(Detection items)
___
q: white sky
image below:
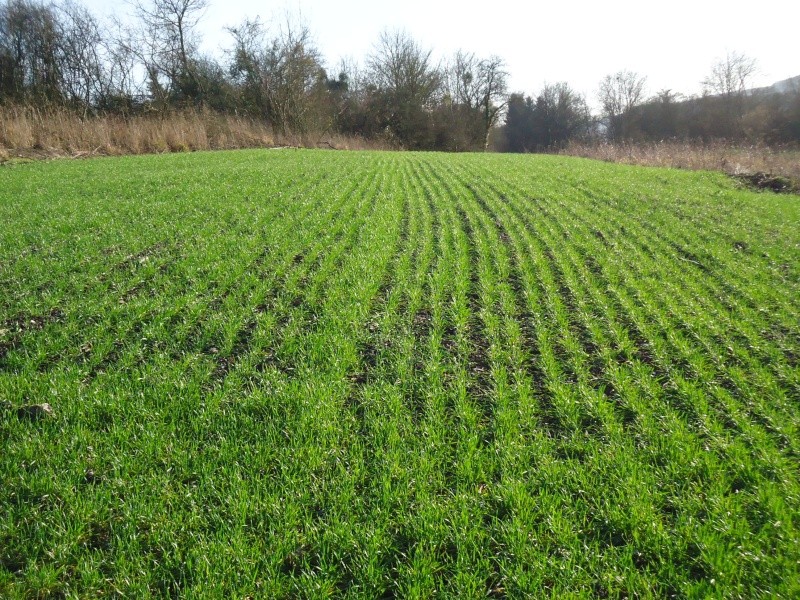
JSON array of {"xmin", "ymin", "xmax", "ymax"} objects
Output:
[{"xmin": 80, "ymin": 0, "xmax": 800, "ymax": 104}]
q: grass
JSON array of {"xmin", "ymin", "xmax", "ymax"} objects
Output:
[
  {"xmin": 0, "ymin": 151, "xmax": 800, "ymax": 598},
  {"xmin": 564, "ymin": 141, "xmax": 800, "ymax": 192},
  {"xmin": 0, "ymin": 105, "xmax": 387, "ymax": 158}
]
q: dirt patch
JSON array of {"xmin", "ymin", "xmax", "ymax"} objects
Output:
[{"xmin": 733, "ymin": 173, "xmax": 800, "ymax": 194}]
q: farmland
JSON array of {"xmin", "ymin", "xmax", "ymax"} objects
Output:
[{"xmin": 0, "ymin": 150, "xmax": 800, "ymax": 598}]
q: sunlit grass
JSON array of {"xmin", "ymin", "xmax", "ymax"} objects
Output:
[{"xmin": 0, "ymin": 151, "xmax": 800, "ymax": 598}]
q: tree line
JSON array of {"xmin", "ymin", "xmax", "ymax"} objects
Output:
[{"xmin": 0, "ymin": 0, "xmax": 800, "ymax": 152}]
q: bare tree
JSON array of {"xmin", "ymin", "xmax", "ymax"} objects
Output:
[
  {"xmin": 132, "ymin": 0, "xmax": 208, "ymax": 102},
  {"xmin": 702, "ymin": 52, "xmax": 758, "ymax": 98},
  {"xmin": 445, "ymin": 50, "xmax": 508, "ymax": 150},
  {"xmin": 702, "ymin": 52, "xmax": 758, "ymax": 137},
  {"xmin": 597, "ymin": 71, "xmax": 647, "ymax": 139},
  {"xmin": 0, "ymin": 0, "xmax": 63, "ymax": 102},
  {"xmin": 367, "ymin": 31, "xmax": 442, "ymax": 147},
  {"xmin": 56, "ymin": 0, "xmax": 107, "ymax": 116},
  {"xmin": 228, "ymin": 18, "xmax": 326, "ymax": 134}
]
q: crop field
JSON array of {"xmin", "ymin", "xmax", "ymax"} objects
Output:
[{"xmin": 0, "ymin": 150, "xmax": 800, "ymax": 598}]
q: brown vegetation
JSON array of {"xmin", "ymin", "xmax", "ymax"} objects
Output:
[
  {"xmin": 0, "ymin": 105, "xmax": 386, "ymax": 160},
  {"xmin": 562, "ymin": 142, "xmax": 800, "ymax": 189}
]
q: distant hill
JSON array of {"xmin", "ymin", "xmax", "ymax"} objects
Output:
[{"xmin": 751, "ymin": 75, "xmax": 800, "ymax": 94}]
___
Reproduce all the items above with "Result" substituted for every "Output" and everything else left as it is. Omit the pictures.

q: white sky
image below:
JSON array of {"xmin", "ymin", "xmax", "ymax"} objects
Result:
[{"xmin": 80, "ymin": 0, "xmax": 800, "ymax": 104}]
q: grass
JSON array of {"xmin", "ymin", "xmax", "ymax"} objects
Result:
[
  {"xmin": 0, "ymin": 151, "xmax": 800, "ymax": 598},
  {"xmin": 564, "ymin": 141, "xmax": 800, "ymax": 192},
  {"xmin": 0, "ymin": 105, "xmax": 387, "ymax": 158}
]
q: dirt patch
JSON array of {"xmin", "ymin", "xmax", "ymax"} objects
Result:
[{"xmin": 733, "ymin": 173, "xmax": 800, "ymax": 194}]
q: farmland
JSON array of {"xmin", "ymin", "xmax", "ymax"} objects
Result:
[{"xmin": 0, "ymin": 150, "xmax": 800, "ymax": 598}]
q: sunlit grass
JSON array of {"xmin", "ymin", "xmax", "ymax"} objects
Result:
[{"xmin": 0, "ymin": 151, "xmax": 800, "ymax": 598}]
q: tree line
JSON array of {"xmin", "ymin", "xmax", "ymax"} objects
Result:
[{"xmin": 0, "ymin": 0, "xmax": 800, "ymax": 152}]
q: bare tree
JSON array of {"xmin", "ymin", "xmax", "ymax"} objects
Result:
[
  {"xmin": 132, "ymin": 0, "xmax": 208, "ymax": 102},
  {"xmin": 702, "ymin": 52, "xmax": 758, "ymax": 98},
  {"xmin": 445, "ymin": 50, "xmax": 508, "ymax": 150},
  {"xmin": 702, "ymin": 52, "xmax": 758, "ymax": 137},
  {"xmin": 597, "ymin": 71, "xmax": 647, "ymax": 139},
  {"xmin": 0, "ymin": 0, "xmax": 63, "ymax": 102},
  {"xmin": 367, "ymin": 31, "xmax": 442, "ymax": 147},
  {"xmin": 56, "ymin": 0, "xmax": 107, "ymax": 116},
  {"xmin": 228, "ymin": 18, "xmax": 326, "ymax": 134}
]
q: crop field
JSON array of {"xmin", "ymin", "xmax", "ymax"} objects
Result:
[{"xmin": 0, "ymin": 150, "xmax": 800, "ymax": 598}]
q: brown vegetation
JSON array of {"xmin", "ymin", "xmax", "ymax"} objects
Result:
[
  {"xmin": 0, "ymin": 105, "xmax": 386, "ymax": 160},
  {"xmin": 562, "ymin": 142, "xmax": 800, "ymax": 189}
]
q: distant hill
JSON array of {"xmin", "ymin", "xmax", "ymax"} objects
Result:
[{"xmin": 751, "ymin": 75, "xmax": 800, "ymax": 94}]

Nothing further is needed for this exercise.